┏━━

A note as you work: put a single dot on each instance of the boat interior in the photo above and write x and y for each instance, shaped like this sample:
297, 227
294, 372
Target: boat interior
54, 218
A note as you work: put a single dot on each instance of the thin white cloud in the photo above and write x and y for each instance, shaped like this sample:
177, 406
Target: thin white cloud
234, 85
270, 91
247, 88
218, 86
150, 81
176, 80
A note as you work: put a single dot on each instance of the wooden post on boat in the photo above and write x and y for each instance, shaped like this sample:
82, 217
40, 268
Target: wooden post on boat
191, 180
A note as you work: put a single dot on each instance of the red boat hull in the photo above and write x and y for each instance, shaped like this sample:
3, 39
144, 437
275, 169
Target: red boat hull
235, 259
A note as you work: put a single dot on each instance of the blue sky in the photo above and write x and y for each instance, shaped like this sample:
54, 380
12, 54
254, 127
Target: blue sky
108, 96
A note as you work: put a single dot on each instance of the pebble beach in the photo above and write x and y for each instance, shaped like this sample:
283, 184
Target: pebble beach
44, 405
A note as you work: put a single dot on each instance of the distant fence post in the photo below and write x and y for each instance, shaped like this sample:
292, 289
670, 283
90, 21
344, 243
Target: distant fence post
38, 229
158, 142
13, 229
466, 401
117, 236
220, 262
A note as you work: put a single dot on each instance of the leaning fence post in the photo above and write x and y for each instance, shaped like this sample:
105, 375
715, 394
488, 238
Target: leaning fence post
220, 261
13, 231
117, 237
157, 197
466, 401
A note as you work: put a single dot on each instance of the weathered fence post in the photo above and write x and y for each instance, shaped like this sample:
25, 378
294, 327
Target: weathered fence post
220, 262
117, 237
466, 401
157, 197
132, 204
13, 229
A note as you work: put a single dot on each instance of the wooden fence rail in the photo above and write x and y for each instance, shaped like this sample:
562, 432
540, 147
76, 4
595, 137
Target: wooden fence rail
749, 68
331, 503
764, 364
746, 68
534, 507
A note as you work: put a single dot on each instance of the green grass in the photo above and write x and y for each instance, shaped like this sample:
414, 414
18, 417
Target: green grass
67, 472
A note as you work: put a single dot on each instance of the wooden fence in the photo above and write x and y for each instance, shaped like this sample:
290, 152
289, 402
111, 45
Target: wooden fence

┗━━

• Problem to solve
Reproduce all the records. Keep them exact, please.

• Exercise response
A note as you work: put a single dot on each instance of the boat interior in the photo above and write x and y for each instance, shaped like this sample:
297, 227
294, 372
Target: boat interior
54, 218
A note as you work: put a single dot on each instance of the thin white cloud in the photo above and write x and y for each instance, shaped like this sample:
177, 406
Target: thin white cloud
234, 85
270, 91
247, 88
218, 86
150, 81
176, 80
A note as you work: put a single dot on each instance of the wooden post on boat in the photo above and write x and y for each instance, shaped like this sample:
82, 217
40, 268
Target: wooden post on boat
191, 180
A note as you work: put a single dot on each instance of the red boat hull in the photo above and write x and y for each instance, shaped like this sample:
3, 39
144, 437
275, 169
Target: red boat hull
235, 259
A note as you work: put a single dot on each instance of the blue sky in the photo above and write x and y for each instance, shaped like this sample:
54, 380
12, 54
254, 127
Target: blue sky
108, 96
A note as you work: put a single dot on each instance of the pebble beach in the photo above and write x and y for each instance, shaped like this sample:
283, 184
Target: pebble beach
44, 405
A note as you work: put a single dot on each instance of the distant fence post in the photo below and write x and y for each instance, shaped like this sample:
292, 289
670, 283
90, 21
344, 243
Target: distant fence post
38, 229
158, 142
13, 229
466, 401
117, 236
220, 262
A note as you work: put a single dot on each instance of the leaning fence post in the photo above and write x and y for each instance, shaped like this sample:
105, 375
715, 394
488, 238
Target: leaning fence post
220, 261
13, 231
117, 237
157, 197
466, 401
A note as you work: put a single dot on each instance of the weathered fence post in the photo above and write x and y for each instance, shaped like this sample:
25, 378
294, 327
Target: weathered fence post
220, 262
117, 237
466, 401
157, 197
132, 204
13, 229
A note as you work: put a single dot on each instance of the wooden fence rail in the photo above and write x and y for each instance, shaped like this sample:
562, 432
540, 147
76, 4
595, 137
Target: wooden fence rail
749, 68
331, 503
764, 364
746, 68
534, 507
A note as you work: put a single dot on each instance of the green grass in the photo above and write x and y for each instance, shaped like this sample:
414, 414
18, 417
Target: green grass
67, 472
A note as you work: put a single dot on each instance of the wooden fence in the photo above and write x and y for each instance, shaped like this sample:
290, 152
289, 402
111, 45
Target: wooden fence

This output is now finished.